### WORK INSTRUCTIONS:
Print each record below exactly as it appears.

### DATASET EXCERPTS:
● ● ●

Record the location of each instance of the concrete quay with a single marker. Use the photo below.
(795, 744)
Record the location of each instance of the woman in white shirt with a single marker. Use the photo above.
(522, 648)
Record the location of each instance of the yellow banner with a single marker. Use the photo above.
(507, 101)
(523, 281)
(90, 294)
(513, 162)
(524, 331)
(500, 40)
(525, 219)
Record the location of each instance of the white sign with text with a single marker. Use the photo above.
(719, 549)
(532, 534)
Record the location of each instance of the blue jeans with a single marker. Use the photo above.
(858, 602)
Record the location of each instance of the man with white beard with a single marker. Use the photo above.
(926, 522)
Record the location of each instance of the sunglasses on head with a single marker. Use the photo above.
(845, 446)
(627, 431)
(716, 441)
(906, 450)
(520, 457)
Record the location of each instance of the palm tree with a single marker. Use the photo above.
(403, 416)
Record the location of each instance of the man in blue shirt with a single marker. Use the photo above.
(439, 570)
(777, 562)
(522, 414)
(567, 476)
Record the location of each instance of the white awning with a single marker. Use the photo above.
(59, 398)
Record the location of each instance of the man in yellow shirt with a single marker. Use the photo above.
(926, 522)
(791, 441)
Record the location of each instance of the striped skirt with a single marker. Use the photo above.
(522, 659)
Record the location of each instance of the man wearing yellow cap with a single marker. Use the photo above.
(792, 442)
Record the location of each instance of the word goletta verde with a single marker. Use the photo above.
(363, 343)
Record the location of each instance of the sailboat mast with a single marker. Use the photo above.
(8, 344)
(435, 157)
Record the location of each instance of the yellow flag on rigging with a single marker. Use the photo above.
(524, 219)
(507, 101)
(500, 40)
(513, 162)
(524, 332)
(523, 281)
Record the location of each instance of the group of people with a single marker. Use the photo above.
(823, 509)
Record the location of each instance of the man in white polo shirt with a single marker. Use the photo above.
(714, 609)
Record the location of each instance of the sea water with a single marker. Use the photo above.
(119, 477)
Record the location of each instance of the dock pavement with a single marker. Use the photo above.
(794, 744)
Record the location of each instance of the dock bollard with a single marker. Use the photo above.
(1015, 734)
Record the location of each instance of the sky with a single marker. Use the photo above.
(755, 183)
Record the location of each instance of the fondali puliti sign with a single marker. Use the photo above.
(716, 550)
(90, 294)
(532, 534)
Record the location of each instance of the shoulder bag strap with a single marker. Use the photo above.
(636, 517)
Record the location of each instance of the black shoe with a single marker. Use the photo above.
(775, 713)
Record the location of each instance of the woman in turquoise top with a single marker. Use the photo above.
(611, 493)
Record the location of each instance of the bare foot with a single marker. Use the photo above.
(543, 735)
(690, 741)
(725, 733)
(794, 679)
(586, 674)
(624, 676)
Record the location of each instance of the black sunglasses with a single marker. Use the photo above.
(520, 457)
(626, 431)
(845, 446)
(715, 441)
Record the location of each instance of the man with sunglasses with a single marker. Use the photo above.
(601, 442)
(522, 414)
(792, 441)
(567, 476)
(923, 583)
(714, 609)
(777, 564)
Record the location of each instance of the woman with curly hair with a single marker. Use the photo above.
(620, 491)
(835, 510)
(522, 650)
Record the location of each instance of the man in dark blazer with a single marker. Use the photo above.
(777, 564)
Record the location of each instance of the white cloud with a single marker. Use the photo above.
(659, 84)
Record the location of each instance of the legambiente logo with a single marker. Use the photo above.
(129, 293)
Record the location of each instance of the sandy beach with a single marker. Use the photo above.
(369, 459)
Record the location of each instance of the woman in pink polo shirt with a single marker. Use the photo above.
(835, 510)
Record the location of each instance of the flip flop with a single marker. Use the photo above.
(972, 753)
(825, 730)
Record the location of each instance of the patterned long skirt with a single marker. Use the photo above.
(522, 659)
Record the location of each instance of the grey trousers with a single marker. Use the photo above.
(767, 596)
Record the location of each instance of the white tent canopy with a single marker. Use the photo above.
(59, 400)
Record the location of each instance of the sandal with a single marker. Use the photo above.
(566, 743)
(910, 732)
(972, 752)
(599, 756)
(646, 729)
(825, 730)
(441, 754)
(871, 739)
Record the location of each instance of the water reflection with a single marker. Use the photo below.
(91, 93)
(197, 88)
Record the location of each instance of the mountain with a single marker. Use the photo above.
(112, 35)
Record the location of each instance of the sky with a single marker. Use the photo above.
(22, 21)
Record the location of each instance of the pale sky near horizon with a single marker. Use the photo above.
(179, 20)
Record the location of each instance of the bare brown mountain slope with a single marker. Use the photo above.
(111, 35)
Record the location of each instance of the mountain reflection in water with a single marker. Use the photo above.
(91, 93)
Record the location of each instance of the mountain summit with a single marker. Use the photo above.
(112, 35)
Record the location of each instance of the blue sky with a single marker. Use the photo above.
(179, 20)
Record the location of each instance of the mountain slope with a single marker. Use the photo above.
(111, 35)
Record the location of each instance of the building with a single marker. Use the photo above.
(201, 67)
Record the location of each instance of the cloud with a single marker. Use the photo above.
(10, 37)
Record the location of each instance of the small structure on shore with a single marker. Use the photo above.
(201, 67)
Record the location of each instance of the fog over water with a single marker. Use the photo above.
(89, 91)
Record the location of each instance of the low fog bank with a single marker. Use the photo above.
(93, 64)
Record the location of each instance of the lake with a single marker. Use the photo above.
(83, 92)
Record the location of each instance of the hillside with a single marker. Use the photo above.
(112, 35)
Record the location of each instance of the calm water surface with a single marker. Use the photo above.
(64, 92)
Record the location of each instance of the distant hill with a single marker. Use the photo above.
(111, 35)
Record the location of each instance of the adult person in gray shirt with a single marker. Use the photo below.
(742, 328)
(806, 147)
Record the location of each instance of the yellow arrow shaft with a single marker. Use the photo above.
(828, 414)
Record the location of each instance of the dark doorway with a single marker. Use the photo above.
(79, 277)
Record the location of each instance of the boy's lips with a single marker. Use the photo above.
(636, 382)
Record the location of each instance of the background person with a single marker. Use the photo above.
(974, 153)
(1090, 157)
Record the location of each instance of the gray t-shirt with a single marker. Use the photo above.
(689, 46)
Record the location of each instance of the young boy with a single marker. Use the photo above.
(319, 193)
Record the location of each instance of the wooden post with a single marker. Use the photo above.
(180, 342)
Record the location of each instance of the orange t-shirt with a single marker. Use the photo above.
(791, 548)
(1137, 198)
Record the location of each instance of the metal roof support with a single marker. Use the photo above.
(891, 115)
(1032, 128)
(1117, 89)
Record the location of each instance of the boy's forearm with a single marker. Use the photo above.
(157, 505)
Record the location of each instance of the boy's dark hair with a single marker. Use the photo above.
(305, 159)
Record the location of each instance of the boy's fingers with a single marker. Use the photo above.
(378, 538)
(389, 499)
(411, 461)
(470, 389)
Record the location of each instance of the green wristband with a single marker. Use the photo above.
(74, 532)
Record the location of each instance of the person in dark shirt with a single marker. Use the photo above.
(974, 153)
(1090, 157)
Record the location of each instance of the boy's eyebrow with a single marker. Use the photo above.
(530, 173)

● ● ●

### EXERCISE OUTPUT:
Record the location of each instance of the concrete quay with a single marker. Use the photo below.
(795, 744)
Record the location of each instance of the woman in white shirt with a single marker. Use the photo above.
(522, 648)
Record the location of each instance of the yellow banner with a single marker. Use the photo above.
(507, 101)
(523, 281)
(90, 294)
(513, 162)
(524, 331)
(500, 40)
(525, 219)
Record the location of each instance of the white sign with text with a single marker. Use the photo above.
(719, 549)
(532, 534)
Record the location of each instance of the blue jeans with a single marker. Use the photo above.
(858, 602)
Record the location of each instance of the man with white beard with a single marker. Use the photo above.
(926, 522)
Record the location of each instance of the sunglasses on head with a single marker. Use the photo above.
(845, 446)
(627, 431)
(716, 441)
(906, 450)
(520, 457)
Record the location of each instance of the palm tree with a single marker. Use the photo above.
(403, 416)
Record the location of each instance of the man in blue shirt with a single marker. Use the photo above.
(439, 570)
(777, 562)
(522, 414)
(567, 476)
Record the location of each instance of the white awning with a single marker. Use the photo above.
(59, 398)
Record the location of each instance of the man in yellow shirt with a single marker. Use the photo above.
(926, 522)
(791, 441)
Record the location of each instance of the striped skirt with a single marker. Use the photo above.
(522, 659)
Record the location of each instance of the man wearing yellow cap with a single marker. Use the photo above.
(792, 442)
Record the location of each instance of the word goletta verde with a single marker. Use the photo above.
(363, 343)
Record the location of each instance of the sailboat mast with a single marker. Use the photo above.
(8, 344)
(435, 157)
Record the location of each instance of the yellow flag on rigging with a single marker. Use the photo above.
(524, 219)
(507, 101)
(500, 40)
(513, 162)
(524, 332)
(523, 281)
Record the location of each instance of the group of people with a single marker. Use the photo above.
(823, 509)
Record the location of each instance of the man in white polo shirt with a single marker. Use the photo above.
(714, 609)
Record the location of each instance of the sea water with a single marker. Use the photo above.
(119, 477)
Record the location of each instance of the dock pavement with a single marker. Use the photo above.
(794, 744)
Record the location of each instance of the dock bollard with a single marker. Use the photo above.
(1015, 734)
Record the location of each instance of the sky with a single marker. Use the photo above.
(755, 183)
Record the location of each instance of the fondali puliti sign with a single marker. Use the photo above.
(716, 550)
(90, 294)
(532, 534)
Record the location of each instance of the shoulder bag strap with a single marker. Use the photo above.
(636, 517)
Record the location of each instance of the black shoe with a single marker. Use the photo above.
(775, 713)
Record the location of each instance of the woman in turquoise top with a single marker. Use the photo above.
(611, 493)
Record the location of each instance of the bare foot with a single marker. Use the photo above.
(543, 735)
(690, 741)
(725, 733)
(794, 679)
(586, 674)
(624, 676)
Record the location of each instance of the black sunglasses with a single marker. Use the photo above.
(520, 457)
(626, 431)
(845, 446)
(715, 441)
Record the location of each instance of the man with sunglasses with a single marker. Use the photo above.
(601, 442)
(522, 414)
(792, 441)
(567, 476)
(923, 583)
(714, 609)
(777, 564)
Record the location of each instance of the woman with curly hair with a single marker. Use the photo above.
(620, 491)
(835, 510)
(522, 650)
Record the location of each instance of the man in dark blazer with a single marker. Use the photo above.
(777, 564)
Record the location of each instance of the white cloud with a single marker. Use the photo above.
(659, 84)
Record the location of each instance of the legambiente logo with a single marker. Use the photo above.
(129, 293)
Record the location of each instance of the sandy beach with a single marker. Use the photo above.
(369, 459)
Record the location of each instance of the woman in pink polo shirt with a single marker. Use the photo above.
(835, 510)
Record the location of each instance of the flip flop with a single marker. Use the photo above.
(972, 753)
(825, 730)
Record the location of each instance of the patterned long skirt with a single marker. Use the photo above.
(522, 659)
Record the location of each instance of the grey trousers with a single marker. Use the photo above.
(767, 596)
Record the location of each instance of the white tent canopy with a single marker. Use the photo above.
(59, 400)
Record the location of each instance of the sandal with a single marker. Use the photo above.
(566, 743)
(910, 732)
(972, 752)
(599, 756)
(646, 729)
(825, 730)
(441, 754)
(871, 739)
Record the location of each instance of the water reflection with a single marker. Use the photo below.
(91, 93)
(197, 88)
Record the location of each instance of the mountain with a single marker. Use the photo above.
(112, 35)
Record the location of each instance of the sky with a single marker. Use the photo above.
(22, 21)
Record the location of each instance of the pale sky near horizon with a single marker. Use the photo above.
(179, 20)
Record the location of each instance of the bare brown mountain slope with a single marker. Use the photo above.
(111, 35)
Record the location of each instance of the mountain reflection in water with a single marker. Use the photo above.
(91, 93)
Record the location of each instance of the mountain summit with a single marker. Use the photo above.
(112, 35)
Record the location of each instance of the blue sky with a single marker. Use the photo above.
(179, 20)
Record the location of each instance of the mountain slope with a single marker. Use the photo above.
(111, 35)
Record the location of each instance of the building with a single marker. Use the photo above.
(201, 67)
Record the location of each instance of the cloud with a single marker. Use the photo above.
(10, 37)
Record the location of each instance of the small structure on shore with a single marker. Use the photo above.
(201, 67)
Record the location of each instance of the fog over water with a single marker. Use the photo above.
(89, 91)
Record the location of each instance of the low fog bank with a single marker. Use the photo above.
(93, 64)
Record the location of each instance of the lake with a single marker. Use the photo above.
(83, 92)
Record the location of each instance of the hillside with a single marker. Use the photo above.
(112, 35)
Record the location of each instance of the calm water surface with a single marker. Use the photo above.
(64, 92)
Record the location of each instance of the distant hill with a single marker. Use the photo above.
(111, 35)
Record the location of each instance of the adult person in gray shirt with a single marker. Use the photo below.
(742, 328)
(806, 147)
Record the location of each instance of the yellow arrow shaft with a single marker. Use the photo above.
(828, 414)
Record the location of each instance of the dark doorway with a single marker. Use the photo above.
(79, 277)
Record the location of each instance of the boy's lips with a single marker. Use the photo above.
(636, 382)
Record the location of each instance of the background person with a single marker. Use the photo above.
(974, 153)
(1090, 157)
Record the location of each instance of the gray t-shirt with a single marker. Use the photo above.
(689, 46)
Record the location of each instance of the young boy with a single marker. Use the photo above.
(319, 193)
Record the location of each instance of the wooden post with a single marker. Use the photo above.
(180, 342)
Record the location of each instance of the orange t-shirt with a single marker. Use the photo above.
(791, 548)
(1137, 198)
Record the location of each instance of the metal roof support with a single marker. Use the photo above.
(891, 115)
(1032, 128)
(1117, 89)
Record the location of each instance of the boy's forearm with a single marker. Use the photo above.
(157, 505)
Record the location of each instance of the boy's dark hair with a single marker. Use the photo above.
(305, 159)
Record the location of each instance of the boy's fingers with a single marker. Use the photo above.
(378, 538)
(389, 499)
(411, 461)
(470, 389)
Record the location of each instance of the green wristband with a single marker. Use the photo above.
(74, 532)
Record the location of each instance of the person in dark shirt with a single marker. Use the photo above.
(974, 153)
(1090, 157)
Record the location of each instance of the boy's eyebrow with a single marker. Use the photo above.
(530, 173)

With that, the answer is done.